Data provided:
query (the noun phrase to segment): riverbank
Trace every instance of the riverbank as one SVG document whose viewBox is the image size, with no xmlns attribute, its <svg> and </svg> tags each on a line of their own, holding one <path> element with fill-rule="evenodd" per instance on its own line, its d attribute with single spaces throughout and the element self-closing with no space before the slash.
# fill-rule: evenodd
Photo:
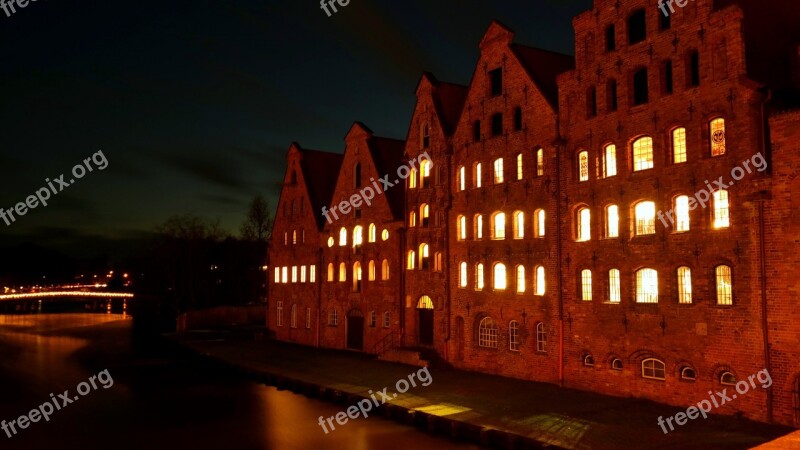
<svg viewBox="0 0 800 450">
<path fill-rule="evenodd" d="M 177 343 L 259 382 L 347 406 L 418 368 L 360 353 L 255 340 L 266 330 L 231 328 L 171 335 Z M 484 446 L 509 449 L 746 449 L 791 431 L 710 416 L 664 434 L 656 421 L 680 408 L 459 370 L 383 405 L 381 415 Z M 319 430 L 322 433 L 322 429 Z"/>
</svg>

What this task involves:
Put every line of the data above into a numbered list, skipping blank lines and leaving out the pictures.

Response to this exercise:
1. query (the noun phrase to segment): riverbank
2. Trace every instance of the riverbank as one SVG document whose viewBox is the image size, with no xmlns attribute, its <svg> and </svg> tags each on a line of their own, holding one <path> element with fill-rule="evenodd" per instance on its own line, its d attribute with single spaces throughout and the element self-closing with no space before the slash.
3. # fill-rule: evenodd
4. Photo:
5. <svg viewBox="0 0 800 450">
6. <path fill-rule="evenodd" d="M 177 343 L 259 382 L 347 406 L 418 368 L 360 353 L 255 340 L 266 330 L 231 328 L 171 335 Z M 484 446 L 509 449 L 746 449 L 791 431 L 710 416 L 664 434 L 656 421 L 680 408 L 459 370 L 383 405 L 381 415 Z M 319 430 L 322 433 L 322 429 Z"/>
7. </svg>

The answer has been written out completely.